Separation Benefits Plan Participation Letter Agreement by and between Waste Connections US, Inc. and David M. Hall, effective October 19, 2018

EX-10.4 5 tv505034_ex10-4.htm EXHIBIT 10.4

Exhibit 10.4

 

 

 

October 19, 2018

 

 

David M. Hall

3 Waterway Square Place, Suite 110
The Woodlands, Texas  77380

 

 

Re:The Waste Connections US, Inc. Separation Benefits Plan

 

Dear David:

 

This letter agreement (this “Letter Agreement”) relates to the Separation Benefits Plan (and Summary Plan Description) of Waste Connections US, Inc., a Delaware corporation (the “Company”), effective July 24, 2018 (the “Plan”).

 

Through this Letter Agreement, you are being offered the opportunity to become a participant in the Plan (a “Participant”), and thereby to be eligible to receive the severance and change in control benefits set forth therein, effective as of October 19, 2018 (the Participant Effective Date). A copy of the Plan is attached to this Letter Agreement. You should read it carefully and become comfortable with its terms and conditions, and those set forth below.

 

By signing below, you will be acknowledging and agreeing to the following provisions:

 

1.that you have received and reviewed a copy of the Plan;

 

2.that terms not defined in this Letter Agreement but beginning with a capital letter have the meaning assigned to them in the Plan;

 

3.that participation in the Plan requires that you agree irrevocably and voluntarily to the terms of the Plan (including, without limitation, the covenants set forth in Sections 5, 6 and 12 of the Plan) and the terms set forth below; and

 

4.that you have had the opportunity to carefully evaluate this opportunity, and desire to participate in the Plan according to the terms and conditions set forth herein.

 

 

 

 

Subject to the foregoing, we invite you to become a Participant in the Plan. Your participation in the Plan will be effective upon your signing and returning this Letter Agreement to the Company within thirty (30) days of your receipt of this Letter Agreement.

 

You and the Company (hereinafter referred to as the “parties”) hereby AGREE as follows:

 

1.Positions and Responsibilities. During the Term, you will be directly employed by the Company, will serve as Senior Vice President–Sales and Marketing of Waste Connections, Inc., a corporation organized under the laws of Ontario, Canada (the “Parent”) and certain of its subsidiaries, including the Company, and will perform such other duties and responsibilities as may be reasonably assigned to you from time to time by the Parent’s Board of Directors (the “Board”) and/or Chief Executive Officer (the CEO). You will devote your attention, energies and abilities in those capacities to the proper oversight and operation of the business of the WCI Group to the exclusion of any other occupation. As Senior Vice President–Sales and Marketing of the Parent and certain of its subsidiaries, including the Company, you will: (i) report to the CEO or his designee, (ii) be based at the Parent’s principal administrative offices in The Woodlands, Texas, and (iii) be responsible for all duties, authority and responsibility customary for such positions. You will devote such time and attention to your duties as are reasonably necessary to the proper discharge of your responsibilities hereunder. You agree to perform all duties consistent with: (a) policies established from time to time by the WCI Group; and (b) all applicable legal requirements. For purposes of the Plan, you are hereby designated as an SVP Participant.

DATASET ROWS »
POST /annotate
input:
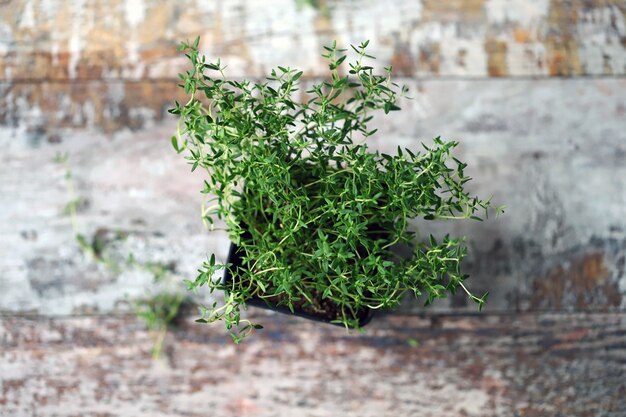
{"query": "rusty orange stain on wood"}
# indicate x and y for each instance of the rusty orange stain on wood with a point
(584, 281)
(496, 58)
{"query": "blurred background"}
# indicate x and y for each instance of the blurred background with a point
(535, 90)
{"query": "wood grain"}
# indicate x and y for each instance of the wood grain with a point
(488, 365)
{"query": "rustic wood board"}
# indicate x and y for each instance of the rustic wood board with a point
(489, 365)
(130, 39)
(553, 151)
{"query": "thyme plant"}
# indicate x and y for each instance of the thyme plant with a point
(313, 209)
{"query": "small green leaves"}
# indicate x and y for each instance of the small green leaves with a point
(314, 211)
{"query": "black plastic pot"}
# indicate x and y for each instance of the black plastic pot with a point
(235, 260)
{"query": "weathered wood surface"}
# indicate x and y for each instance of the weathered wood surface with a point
(554, 151)
(490, 365)
(136, 39)
(123, 52)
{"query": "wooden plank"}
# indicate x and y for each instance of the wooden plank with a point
(552, 150)
(488, 365)
(129, 39)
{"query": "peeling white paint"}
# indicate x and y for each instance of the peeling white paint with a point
(76, 41)
(524, 12)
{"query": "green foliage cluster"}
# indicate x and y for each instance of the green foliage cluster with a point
(315, 211)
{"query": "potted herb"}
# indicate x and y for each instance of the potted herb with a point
(312, 213)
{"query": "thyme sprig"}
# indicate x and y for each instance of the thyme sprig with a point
(315, 211)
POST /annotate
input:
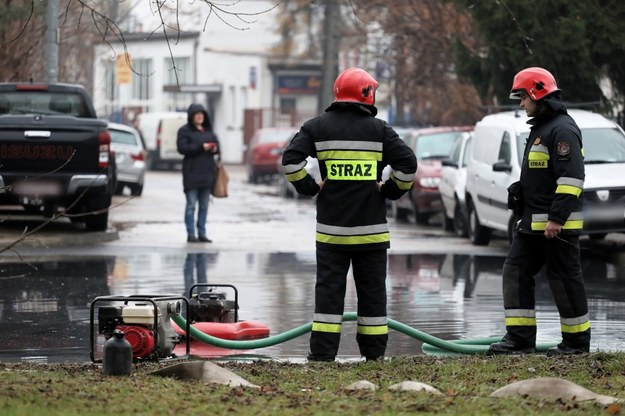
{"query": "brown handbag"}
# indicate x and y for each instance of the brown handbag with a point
(220, 189)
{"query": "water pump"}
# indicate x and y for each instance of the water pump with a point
(145, 322)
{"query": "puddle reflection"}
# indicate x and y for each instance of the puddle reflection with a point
(44, 304)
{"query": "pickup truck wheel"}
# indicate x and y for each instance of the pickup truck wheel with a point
(479, 235)
(99, 221)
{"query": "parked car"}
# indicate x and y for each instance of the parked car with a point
(160, 132)
(431, 145)
(130, 157)
(495, 163)
(453, 184)
(265, 151)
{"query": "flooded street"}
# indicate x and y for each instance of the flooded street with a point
(264, 246)
(45, 312)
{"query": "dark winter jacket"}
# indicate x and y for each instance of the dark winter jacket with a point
(353, 148)
(198, 165)
(552, 174)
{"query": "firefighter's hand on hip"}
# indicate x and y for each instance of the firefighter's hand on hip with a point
(553, 229)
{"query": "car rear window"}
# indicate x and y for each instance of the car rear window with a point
(123, 137)
(274, 136)
(435, 146)
(602, 145)
(42, 102)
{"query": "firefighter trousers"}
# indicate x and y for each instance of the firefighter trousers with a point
(369, 270)
(561, 258)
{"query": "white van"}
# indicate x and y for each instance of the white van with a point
(495, 163)
(160, 132)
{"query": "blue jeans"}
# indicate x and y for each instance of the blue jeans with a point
(200, 197)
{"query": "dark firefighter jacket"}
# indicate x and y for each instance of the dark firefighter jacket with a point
(552, 174)
(352, 147)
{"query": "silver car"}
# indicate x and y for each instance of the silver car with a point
(130, 158)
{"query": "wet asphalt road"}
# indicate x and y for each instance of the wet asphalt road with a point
(265, 245)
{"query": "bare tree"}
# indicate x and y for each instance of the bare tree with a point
(421, 54)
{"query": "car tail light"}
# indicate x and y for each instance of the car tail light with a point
(138, 156)
(104, 149)
(430, 181)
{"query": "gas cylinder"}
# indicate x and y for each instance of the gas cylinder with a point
(117, 360)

EXERCISE 1 »
According to the separation benefits letter, within how many days must the signed letter be returned for participation in the Plan to take effect?
EXERCISE 2 »
Carry the separation benefits letter forward from its last sentence.
The rows come from a different source than the text above.

WRITTEN RESPONSE 1 »
Within thirty (30) days of receiving the Letter Agreement.

WRITTEN RESPONSE 2 »
 

2.Compensation, Benefits and Reimbursement of Expenses.

 

a.Base Salary. The Company hereby agrees to pay you an annual base salary of Three Hundred Thirty Thousand Dollars ($330,000) (“Base Salary”). Your Base Salary will be payable in accordance with the Company’s normal payroll practices, and your Base Salary is subject to withholding and social security, unemployment and other taxes. Further increases in Base Salary will be considered by the Board.

 

b.Performance Bonus. You shall be entitled to an annual cash bonus (the “Bonus”) based on the Parent’s attainment of reasonable financial objectives to be determined annually by the Board. Your target annual Bonus will equal Fifty Percent (50%) of the applicable year’s ending Base Salary and will be payable if the Board determines, in its sole and exclusive discretion, that that year’s financial objectives have been fully met. Nothing in the Plan or in this Letter Agreement shall invalidate any cash bonus plan approval by the Board or a Committee of the Board providing for higher payments in the event extraordinary or “stretch” goals are met. The Bonus will be paid in accordance with the Parent’s bonus plan, as approved by the Board; provided, that in no case shall any portion of the Bonus with respect to any such fiscal year be paid more than three (3) months after the end of such fiscal year.

 

 

 

 

c.Grants of Equity Awards. You shall be eligible for annual grants of restricted share unit awards, performance share unit awards or other Equity Awards on such terms and to such level of participation as the Board or the Compensation Committee of the Board determines to be appropriate, bearing in mind your positions and responsibilities. The terms of any such Equity Awards shall be governed by the relevant plans under which they are issued and described in detail in applicable agreements between the Parent and you.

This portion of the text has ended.